Objetivos
1. Diga se cada afirmação abaixo está de acordo com a crítica de cinema, respondendo sim ou não e citando literalmente as palavras da crítica que decidem a resposta. (a) A crítica integra um especial sobre os 50 anos de 007. (b) O filme analisado é o sexto da franquia. (c) Na primeira cena, um foguete “engole” uma nave soviética.
2. Resuma a crítica de cinema em duas frases.
3. Retome a crítica sobre Com 007 só se vive duas vezes a partir do ponto em que ela para.

Trecho do documento
(Essa crítica faz parte do especial de 50 anos de 007 – uma crítica por semana, vinte e três semanas)

E quem disse que James Bond é invencível? O quinto filme da franquia é a prova de que até o agente britânico pode mostrar sinais de cansaço. Nesse filme, pela primeira vez, fica claro a necessidade de se trazer novos elementos. Não a toa, é que, depois dele, algumas das maiores polêmicas de toda a franquia, como a substituição de Connery por George Lazenb, vão acontecer. Mas chegaremos lá. Por enquanto, foquemos em Com 007 só se vive duas vezes.

Para os espectadores que já haviam assistido aos filmes anteriores é fácil notar, logo na primeira cena, como o filme vai se desenrolar: um estranho foguete “engole” uma nave americana, tudo levando a crer que se trata de um plano dos soviéticos. Quer dizer, menos para os fãs da série, que sabem que causar um conflito entre EUA e URSS, é um plano que só pode vir da S.P.E.C.T.R.E.

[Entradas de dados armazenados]
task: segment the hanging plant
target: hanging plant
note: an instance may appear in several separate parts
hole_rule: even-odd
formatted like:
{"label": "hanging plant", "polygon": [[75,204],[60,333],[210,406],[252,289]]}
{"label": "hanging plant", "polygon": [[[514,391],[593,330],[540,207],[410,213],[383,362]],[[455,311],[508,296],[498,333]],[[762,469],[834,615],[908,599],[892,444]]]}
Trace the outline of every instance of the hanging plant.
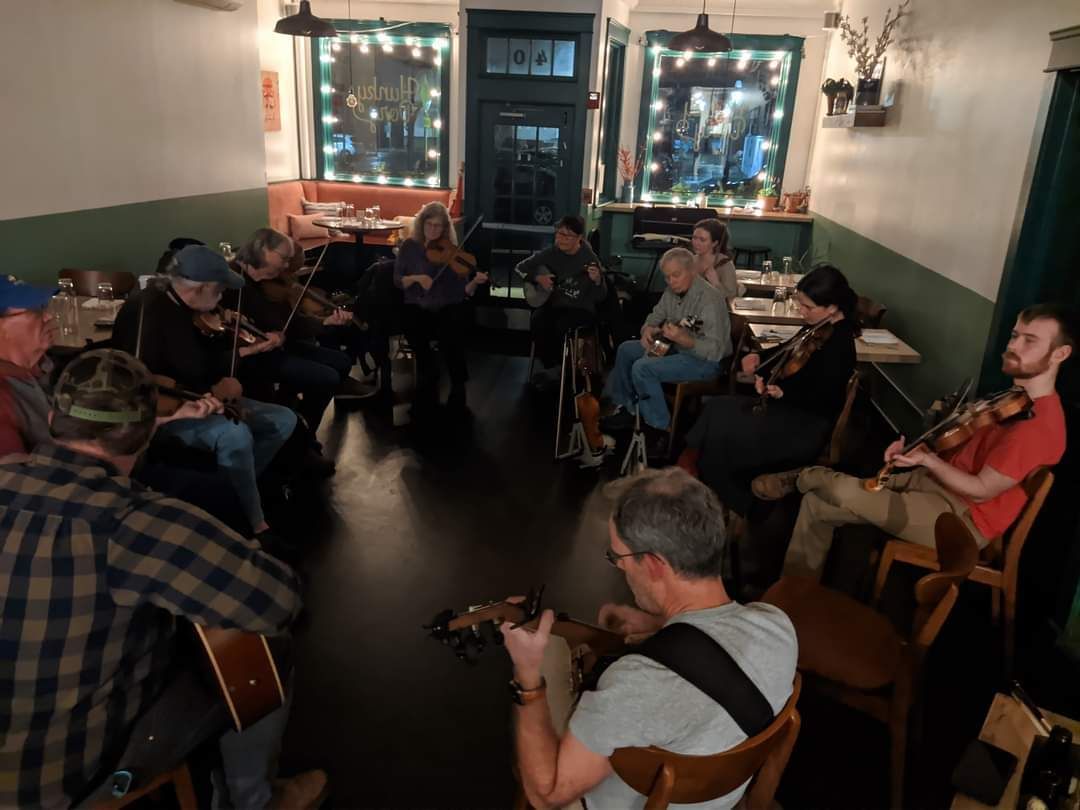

Resultados
1.
(a) Sim: "Essa crítica faz parte do especial de 50 anos de 007".
(b) Não: "O quinto filme da franquia".
(c) Não: "um estranho foguete “engole” uma nave americana".

2. A crítica, parte de um especial sobre os 50 anos de 007, apresenta Com 007 só se vive duas vezes, o quinto filme da franquia, como prova de que até James Bond pode mostrar sinais de cansaço e de que a série precisava de novos elementos. Logo na primeira cena, um foguete “engole” uma nave americana, o que leva a crer num plano soviético, mas os fãs sabem que provocar um conflito entre EUA e URSS é um plano que só pode vir da S.P.E.C.T.R.E.

3.
Nessa briga geopolítica, a Inglaterra se posiciona como solucionadora de problemas, enquanto americanos e soviéticos se armam para uma 3a Guerra Mundial. E quem vai resolver essa confusão, representando a terra da Rainha? Bond, James Bond, que nessa missão vai para terras orientais – lugar onde as pessoas têm peito raspado. Menos o agente britânico, é claro. Afinal, como ele mesmo diz “Os passarinhos não fazem ninho em árvores desfolhadas“. Um filósofo.

Agora está na hora de ligar o nosso criador de estereótipos.

*Criador de estereótipos ligado*

Lugar onde se passará a ação: JAPÃO

Lutadores de sumô. CHECK.

Mulheres vestidas de quimono. CHECK.

Massagistas orientais. CHECK.

"Massagistas".

“Massagistas”.

Grupo de centenas de Ninjas. CHECK.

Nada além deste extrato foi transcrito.